_Work instructions_: Repeat exactly the lines from the line containing "Worker instructions: the category to annotate is barred" through the last line of the records below, inclusive, and nothing else.

_Material for this exercise_:
※
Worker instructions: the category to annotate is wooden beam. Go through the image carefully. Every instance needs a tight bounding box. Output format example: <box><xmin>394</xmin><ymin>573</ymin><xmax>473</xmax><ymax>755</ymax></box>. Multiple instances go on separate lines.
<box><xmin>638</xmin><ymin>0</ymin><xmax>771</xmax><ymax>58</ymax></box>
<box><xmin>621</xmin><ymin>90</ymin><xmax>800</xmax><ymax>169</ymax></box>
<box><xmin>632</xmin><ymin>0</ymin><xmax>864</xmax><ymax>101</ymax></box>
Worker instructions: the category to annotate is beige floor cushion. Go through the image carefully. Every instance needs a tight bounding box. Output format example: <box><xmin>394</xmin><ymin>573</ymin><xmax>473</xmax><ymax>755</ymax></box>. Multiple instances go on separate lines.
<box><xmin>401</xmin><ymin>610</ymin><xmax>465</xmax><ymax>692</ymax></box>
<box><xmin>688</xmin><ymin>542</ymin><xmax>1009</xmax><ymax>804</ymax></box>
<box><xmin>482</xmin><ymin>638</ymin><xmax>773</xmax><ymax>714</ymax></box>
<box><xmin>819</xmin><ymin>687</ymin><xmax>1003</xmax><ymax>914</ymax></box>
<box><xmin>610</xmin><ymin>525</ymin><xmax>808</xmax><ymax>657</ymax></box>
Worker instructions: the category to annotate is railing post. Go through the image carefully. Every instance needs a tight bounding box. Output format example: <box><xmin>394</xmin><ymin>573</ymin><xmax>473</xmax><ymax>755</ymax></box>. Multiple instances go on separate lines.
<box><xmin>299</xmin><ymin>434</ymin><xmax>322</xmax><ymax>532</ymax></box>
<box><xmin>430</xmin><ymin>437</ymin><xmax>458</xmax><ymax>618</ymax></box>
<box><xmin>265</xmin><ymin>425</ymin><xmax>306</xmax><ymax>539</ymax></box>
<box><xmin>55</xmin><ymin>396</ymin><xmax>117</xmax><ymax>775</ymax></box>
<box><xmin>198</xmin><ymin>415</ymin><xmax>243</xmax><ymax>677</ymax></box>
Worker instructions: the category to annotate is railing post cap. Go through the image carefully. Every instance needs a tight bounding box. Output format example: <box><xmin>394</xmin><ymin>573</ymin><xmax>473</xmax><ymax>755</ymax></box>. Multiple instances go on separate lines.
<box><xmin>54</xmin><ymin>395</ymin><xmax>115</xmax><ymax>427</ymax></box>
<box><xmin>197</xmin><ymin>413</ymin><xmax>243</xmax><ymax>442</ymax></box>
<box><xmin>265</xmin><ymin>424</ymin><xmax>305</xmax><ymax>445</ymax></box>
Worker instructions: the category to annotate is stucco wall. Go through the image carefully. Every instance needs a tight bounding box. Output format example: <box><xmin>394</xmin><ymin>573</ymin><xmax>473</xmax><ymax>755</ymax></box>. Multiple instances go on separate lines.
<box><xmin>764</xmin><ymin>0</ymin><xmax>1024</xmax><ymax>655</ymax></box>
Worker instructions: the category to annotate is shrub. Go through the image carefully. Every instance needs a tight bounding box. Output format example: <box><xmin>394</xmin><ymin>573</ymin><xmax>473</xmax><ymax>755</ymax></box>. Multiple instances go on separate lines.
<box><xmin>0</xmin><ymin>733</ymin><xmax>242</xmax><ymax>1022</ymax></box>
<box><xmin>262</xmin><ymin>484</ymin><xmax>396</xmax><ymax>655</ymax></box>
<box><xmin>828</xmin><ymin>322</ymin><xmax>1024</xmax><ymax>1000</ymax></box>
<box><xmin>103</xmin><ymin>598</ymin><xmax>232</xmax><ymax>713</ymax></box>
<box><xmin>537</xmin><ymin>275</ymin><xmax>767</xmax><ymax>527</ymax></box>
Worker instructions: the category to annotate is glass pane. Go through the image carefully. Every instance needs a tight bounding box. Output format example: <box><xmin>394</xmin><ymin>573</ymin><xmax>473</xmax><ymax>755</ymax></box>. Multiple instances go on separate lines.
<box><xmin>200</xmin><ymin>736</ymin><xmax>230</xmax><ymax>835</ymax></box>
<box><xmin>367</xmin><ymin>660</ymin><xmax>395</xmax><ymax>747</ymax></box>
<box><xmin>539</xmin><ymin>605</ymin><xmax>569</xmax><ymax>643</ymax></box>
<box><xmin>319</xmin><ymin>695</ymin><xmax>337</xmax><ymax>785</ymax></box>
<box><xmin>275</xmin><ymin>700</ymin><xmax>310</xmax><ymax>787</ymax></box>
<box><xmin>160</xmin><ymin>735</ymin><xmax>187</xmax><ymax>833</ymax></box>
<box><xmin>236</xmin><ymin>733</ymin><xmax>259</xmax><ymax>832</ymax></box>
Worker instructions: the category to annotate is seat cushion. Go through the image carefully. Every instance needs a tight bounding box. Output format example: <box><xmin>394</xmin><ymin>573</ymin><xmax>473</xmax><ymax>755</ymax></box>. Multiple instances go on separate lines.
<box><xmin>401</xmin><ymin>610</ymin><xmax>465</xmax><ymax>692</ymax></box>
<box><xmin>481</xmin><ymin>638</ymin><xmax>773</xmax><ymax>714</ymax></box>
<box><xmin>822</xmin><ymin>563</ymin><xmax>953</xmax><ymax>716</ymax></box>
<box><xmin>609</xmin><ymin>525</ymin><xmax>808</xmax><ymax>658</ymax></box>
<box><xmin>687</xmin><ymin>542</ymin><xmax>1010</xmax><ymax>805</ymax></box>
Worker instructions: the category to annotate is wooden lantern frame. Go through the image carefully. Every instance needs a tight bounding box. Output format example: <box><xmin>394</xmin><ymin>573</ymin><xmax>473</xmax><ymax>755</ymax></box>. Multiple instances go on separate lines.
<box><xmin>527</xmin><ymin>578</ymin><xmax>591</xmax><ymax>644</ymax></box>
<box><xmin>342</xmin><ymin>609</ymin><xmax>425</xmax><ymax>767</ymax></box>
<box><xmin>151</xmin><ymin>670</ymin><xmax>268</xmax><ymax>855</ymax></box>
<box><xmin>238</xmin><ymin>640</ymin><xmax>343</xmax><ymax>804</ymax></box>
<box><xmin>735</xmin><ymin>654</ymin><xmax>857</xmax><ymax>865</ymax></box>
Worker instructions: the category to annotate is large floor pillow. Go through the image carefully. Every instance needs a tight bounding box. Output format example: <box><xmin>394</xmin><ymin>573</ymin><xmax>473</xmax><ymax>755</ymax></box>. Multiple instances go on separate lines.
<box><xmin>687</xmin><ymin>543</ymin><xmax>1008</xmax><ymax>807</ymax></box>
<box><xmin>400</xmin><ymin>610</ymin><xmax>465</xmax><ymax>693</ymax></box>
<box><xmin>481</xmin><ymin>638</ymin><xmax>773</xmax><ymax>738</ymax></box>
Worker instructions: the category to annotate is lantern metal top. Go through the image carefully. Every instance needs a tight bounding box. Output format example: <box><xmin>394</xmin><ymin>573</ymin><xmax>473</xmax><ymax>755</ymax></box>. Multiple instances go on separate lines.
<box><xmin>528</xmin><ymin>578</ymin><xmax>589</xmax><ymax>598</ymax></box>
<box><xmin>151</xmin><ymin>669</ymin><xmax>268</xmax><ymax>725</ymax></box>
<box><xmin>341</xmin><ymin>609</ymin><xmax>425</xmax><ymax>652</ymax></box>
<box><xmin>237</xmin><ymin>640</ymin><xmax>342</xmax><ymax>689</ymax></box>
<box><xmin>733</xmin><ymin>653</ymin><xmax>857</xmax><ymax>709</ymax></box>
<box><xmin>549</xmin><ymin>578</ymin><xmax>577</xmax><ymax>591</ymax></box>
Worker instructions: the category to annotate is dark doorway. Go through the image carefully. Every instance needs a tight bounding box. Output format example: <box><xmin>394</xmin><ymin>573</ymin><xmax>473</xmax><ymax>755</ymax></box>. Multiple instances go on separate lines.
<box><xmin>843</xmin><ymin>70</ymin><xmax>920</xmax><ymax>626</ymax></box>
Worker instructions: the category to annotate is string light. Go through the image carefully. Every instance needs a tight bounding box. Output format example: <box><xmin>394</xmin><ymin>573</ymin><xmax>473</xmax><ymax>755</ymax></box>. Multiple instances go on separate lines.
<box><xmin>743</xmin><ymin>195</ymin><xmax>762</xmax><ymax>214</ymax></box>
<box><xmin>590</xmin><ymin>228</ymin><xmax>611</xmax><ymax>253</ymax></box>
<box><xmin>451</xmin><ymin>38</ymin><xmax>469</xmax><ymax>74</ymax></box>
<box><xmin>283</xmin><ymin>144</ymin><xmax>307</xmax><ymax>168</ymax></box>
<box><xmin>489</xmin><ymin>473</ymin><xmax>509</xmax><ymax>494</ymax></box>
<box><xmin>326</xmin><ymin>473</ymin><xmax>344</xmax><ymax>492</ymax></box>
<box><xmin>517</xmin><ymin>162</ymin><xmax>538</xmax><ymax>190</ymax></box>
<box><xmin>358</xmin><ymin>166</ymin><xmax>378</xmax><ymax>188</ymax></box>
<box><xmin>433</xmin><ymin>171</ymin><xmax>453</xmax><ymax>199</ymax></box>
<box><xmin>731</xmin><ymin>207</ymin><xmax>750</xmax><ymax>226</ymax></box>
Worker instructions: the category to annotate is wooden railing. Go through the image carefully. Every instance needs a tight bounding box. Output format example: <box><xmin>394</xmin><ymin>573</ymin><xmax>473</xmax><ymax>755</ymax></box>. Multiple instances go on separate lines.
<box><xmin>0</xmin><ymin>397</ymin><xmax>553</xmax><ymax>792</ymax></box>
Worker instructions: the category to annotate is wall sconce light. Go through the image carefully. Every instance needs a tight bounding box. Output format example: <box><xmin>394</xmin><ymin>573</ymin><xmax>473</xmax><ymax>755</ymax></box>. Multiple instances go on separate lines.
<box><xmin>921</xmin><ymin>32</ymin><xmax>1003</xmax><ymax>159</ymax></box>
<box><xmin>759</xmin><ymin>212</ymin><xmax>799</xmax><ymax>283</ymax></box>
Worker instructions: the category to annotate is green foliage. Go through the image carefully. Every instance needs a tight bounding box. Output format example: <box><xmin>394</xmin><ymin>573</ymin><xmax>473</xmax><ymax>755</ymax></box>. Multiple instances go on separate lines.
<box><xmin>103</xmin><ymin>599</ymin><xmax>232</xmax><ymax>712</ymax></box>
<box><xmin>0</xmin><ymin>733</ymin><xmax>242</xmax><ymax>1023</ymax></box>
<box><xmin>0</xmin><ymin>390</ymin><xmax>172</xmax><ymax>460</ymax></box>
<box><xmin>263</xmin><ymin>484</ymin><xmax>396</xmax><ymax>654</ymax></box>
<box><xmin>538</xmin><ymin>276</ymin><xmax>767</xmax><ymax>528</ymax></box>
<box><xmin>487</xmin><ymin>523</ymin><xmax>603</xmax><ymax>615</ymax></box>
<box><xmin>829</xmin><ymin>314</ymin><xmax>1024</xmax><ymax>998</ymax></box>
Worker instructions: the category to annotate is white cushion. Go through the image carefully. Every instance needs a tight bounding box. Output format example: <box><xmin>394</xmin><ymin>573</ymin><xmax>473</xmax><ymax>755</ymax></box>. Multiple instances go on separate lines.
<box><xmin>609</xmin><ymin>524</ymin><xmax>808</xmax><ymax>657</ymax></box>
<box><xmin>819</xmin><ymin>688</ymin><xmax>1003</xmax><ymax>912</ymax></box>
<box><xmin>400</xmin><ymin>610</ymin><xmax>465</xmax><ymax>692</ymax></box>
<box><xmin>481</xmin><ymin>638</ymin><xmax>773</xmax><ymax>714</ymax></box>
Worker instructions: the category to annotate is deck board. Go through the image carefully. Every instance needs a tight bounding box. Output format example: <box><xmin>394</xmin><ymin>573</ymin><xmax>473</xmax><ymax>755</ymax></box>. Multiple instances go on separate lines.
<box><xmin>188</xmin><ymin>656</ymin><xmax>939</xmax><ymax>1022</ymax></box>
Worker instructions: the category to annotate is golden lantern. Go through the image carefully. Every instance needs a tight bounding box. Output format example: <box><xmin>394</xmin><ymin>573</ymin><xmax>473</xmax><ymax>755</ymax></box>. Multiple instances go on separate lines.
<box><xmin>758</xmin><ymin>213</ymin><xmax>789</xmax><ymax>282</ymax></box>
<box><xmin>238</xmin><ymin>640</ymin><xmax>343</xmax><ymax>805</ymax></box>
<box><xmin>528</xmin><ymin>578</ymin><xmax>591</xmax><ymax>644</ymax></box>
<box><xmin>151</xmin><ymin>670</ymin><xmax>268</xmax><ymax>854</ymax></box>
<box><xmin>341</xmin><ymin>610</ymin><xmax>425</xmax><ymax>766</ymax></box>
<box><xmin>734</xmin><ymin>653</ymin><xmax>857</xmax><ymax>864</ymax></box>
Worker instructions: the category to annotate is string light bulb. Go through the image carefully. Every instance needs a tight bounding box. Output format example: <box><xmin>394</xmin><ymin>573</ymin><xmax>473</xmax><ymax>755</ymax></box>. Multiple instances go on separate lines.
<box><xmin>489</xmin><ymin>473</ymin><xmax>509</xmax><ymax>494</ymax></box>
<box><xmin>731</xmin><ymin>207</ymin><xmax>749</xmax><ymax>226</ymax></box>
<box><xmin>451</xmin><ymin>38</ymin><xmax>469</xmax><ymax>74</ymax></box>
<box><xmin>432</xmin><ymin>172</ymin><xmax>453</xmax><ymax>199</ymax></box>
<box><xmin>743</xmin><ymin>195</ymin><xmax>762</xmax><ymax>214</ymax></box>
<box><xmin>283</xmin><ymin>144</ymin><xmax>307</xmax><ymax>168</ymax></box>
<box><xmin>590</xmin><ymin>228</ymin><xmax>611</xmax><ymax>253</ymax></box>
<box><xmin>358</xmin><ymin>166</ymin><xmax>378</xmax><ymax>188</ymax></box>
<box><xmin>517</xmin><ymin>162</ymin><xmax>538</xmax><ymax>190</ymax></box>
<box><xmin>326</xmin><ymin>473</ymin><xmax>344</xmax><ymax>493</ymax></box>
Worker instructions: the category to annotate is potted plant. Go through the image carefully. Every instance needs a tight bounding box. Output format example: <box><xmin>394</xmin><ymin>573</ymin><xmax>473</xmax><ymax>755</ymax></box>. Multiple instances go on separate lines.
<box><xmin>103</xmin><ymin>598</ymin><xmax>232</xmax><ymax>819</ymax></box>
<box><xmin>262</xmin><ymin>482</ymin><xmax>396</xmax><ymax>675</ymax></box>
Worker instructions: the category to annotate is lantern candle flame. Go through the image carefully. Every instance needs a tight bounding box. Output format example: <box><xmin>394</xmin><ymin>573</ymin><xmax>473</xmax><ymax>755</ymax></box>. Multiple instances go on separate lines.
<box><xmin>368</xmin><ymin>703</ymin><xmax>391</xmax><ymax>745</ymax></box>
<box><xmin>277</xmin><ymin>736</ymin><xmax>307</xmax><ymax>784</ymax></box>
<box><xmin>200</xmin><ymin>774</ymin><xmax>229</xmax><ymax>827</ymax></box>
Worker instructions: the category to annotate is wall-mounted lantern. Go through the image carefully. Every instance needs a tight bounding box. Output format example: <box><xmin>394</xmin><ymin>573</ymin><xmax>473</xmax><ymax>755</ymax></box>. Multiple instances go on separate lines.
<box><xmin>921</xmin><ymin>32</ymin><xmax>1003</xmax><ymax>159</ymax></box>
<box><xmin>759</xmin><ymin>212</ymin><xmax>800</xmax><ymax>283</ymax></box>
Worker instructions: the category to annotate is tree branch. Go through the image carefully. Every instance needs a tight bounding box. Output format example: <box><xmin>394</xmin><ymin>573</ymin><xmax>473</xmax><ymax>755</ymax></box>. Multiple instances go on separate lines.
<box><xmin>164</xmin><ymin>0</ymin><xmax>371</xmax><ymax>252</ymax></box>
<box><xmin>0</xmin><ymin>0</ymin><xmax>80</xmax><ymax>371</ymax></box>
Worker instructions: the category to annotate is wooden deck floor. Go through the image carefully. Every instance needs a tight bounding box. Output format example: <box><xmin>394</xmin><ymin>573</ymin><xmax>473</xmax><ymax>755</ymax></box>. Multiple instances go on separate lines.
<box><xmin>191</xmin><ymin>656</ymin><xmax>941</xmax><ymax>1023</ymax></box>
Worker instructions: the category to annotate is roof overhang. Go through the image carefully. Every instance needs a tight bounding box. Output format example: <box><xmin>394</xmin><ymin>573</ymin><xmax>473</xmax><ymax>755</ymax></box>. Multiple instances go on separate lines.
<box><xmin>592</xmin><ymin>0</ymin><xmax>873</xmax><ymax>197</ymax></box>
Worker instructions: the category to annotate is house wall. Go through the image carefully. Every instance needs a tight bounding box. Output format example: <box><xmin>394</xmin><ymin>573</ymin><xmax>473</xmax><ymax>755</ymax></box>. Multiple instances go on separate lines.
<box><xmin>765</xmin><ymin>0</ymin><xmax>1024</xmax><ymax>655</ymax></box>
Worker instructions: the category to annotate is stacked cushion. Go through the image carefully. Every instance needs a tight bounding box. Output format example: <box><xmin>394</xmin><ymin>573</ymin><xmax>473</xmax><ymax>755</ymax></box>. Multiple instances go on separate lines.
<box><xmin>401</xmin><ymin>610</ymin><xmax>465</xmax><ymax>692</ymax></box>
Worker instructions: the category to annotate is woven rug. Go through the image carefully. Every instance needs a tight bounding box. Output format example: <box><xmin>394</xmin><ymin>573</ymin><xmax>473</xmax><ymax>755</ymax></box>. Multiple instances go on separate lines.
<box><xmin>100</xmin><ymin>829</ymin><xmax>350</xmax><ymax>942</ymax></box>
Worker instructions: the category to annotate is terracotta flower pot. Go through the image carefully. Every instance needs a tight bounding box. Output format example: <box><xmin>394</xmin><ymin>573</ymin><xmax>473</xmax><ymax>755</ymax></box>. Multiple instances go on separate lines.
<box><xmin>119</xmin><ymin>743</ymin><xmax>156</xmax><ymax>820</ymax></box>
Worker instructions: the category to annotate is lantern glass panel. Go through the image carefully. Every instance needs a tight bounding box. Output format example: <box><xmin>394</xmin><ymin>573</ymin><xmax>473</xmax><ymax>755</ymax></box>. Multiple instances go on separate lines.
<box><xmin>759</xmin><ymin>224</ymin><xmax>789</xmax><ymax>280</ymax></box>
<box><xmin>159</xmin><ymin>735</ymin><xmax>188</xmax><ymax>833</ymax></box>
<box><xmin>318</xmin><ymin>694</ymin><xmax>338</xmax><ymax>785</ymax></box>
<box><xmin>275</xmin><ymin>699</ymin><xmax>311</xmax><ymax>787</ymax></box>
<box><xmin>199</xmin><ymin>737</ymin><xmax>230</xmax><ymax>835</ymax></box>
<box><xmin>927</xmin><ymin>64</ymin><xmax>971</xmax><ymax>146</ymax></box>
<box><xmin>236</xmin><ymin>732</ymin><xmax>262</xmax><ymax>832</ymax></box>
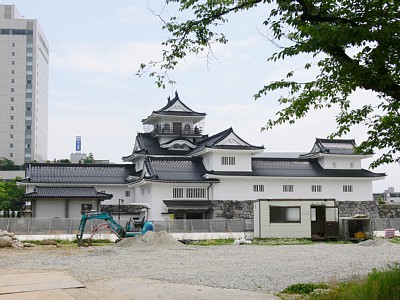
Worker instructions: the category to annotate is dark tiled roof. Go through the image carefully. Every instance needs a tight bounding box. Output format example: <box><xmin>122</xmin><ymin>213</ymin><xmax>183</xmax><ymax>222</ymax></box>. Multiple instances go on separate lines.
<box><xmin>302</xmin><ymin>138</ymin><xmax>358</xmax><ymax>156</ymax></box>
<box><xmin>163</xmin><ymin>200</ymin><xmax>215</xmax><ymax>210</ymax></box>
<box><xmin>142</xmin><ymin>93</ymin><xmax>206</xmax><ymax>123</ymax></box>
<box><xmin>24</xmin><ymin>163</ymin><xmax>136</xmax><ymax>184</ymax></box>
<box><xmin>137</xmin><ymin>133</ymin><xmax>188</xmax><ymax>156</ymax></box>
<box><xmin>190</xmin><ymin>128</ymin><xmax>263</xmax><ymax>156</ymax></box>
<box><xmin>251</xmin><ymin>158</ymin><xmax>385</xmax><ymax>178</ymax></box>
<box><xmin>24</xmin><ymin>186</ymin><xmax>112</xmax><ymax>198</ymax></box>
<box><xmin>145</xmin><ymin>157</ymin><xmax>217</xmax><ymax>182</ymax></box>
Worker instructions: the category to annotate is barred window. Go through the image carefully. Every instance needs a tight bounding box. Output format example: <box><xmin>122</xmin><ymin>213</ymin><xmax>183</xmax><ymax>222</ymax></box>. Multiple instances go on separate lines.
<box><xmin>186</xmin><ymin>188</ymin><xmax>206</xmax><ymax>199</ymax></box>
<box><xmin>173</xmin><ymin>187</ymin><xmax>206</xmax><ymax>199</ymax></box>
<box><xmin>173</xmin><ymin>188</ymin><xmax>184</xmax><ymax>199</ymax></box>
<box><xmin>253</xmin><ymin>185</ymin><xmax>264</xmax><ymax>192</ymax></box>
<box><xmin>283</xmin><ymin>185</ymin><xmax>294</xmax><ymax>192</ymax></box>
<box><xmin>221</xmin><ymin>156</ymin><xmax>235</xmax><ymax>165</ymax></box>
<box><xmin>311</xmin><ymin>185</ymin><xmax>322</xmax><ymax>193</ymax></box>
<box><xmin>343</xmin><ymin>185</ymin><xmax>353</xmax><ymax>193</ymax></box>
※
_Exercise solution_:
Worker instructions: the category to annotate is barred window. Go through the image carefully. Every instance needs a tight bounding box. Output format example: <box><xmin>122</xmin><ymin>213</ymin><xmax>183</xmax><ymax>222</ymax></box>. Multiple instances go on separate lines.
<box><xmin>186</xmin><ymin>188</ymin><xmax>206</xmax><ymax>199</ymax></box>
<box><xmin>173</xmin><ymin>187</ymin><xmax>206</xmax><ymax>199</ymax></box>
<box><xmin>173</xmin><ymin>188</ymin><xmax>184</xmax><ymax>199</ymax></box>
<box><xmin>253</xmin><ymin>185</ymin><xmax>264</xmax><ymax>192</ymax></box>
<box><xmin>283</xmin><ymin>185</ymin><xmax>294</xmax><ymax>192</ymax></box>
<box><xmin>221</xmin><ymin>156</ymin><xmax>235</xmax><ymax>165</ymax></box>
<box><xmin>311</xmin><ymin>185</ymin><xmax>322</xmax><ymax>193</ymax></box>
<box><xmin>343</xmin><ymin>185</ymin><xmax>353</xmax><ymax>193</ymax></box>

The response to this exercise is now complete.